_Challenge_. Write out the listing below line for line, with no changes.

━━━━

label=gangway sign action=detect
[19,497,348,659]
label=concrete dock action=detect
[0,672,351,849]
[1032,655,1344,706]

━━━━

_Task answer_.
label=gangway sign action=detect
[19,497,348,659]
label=concrete dock action=detect
[0,672,351,849]
[1032,655,1344,706]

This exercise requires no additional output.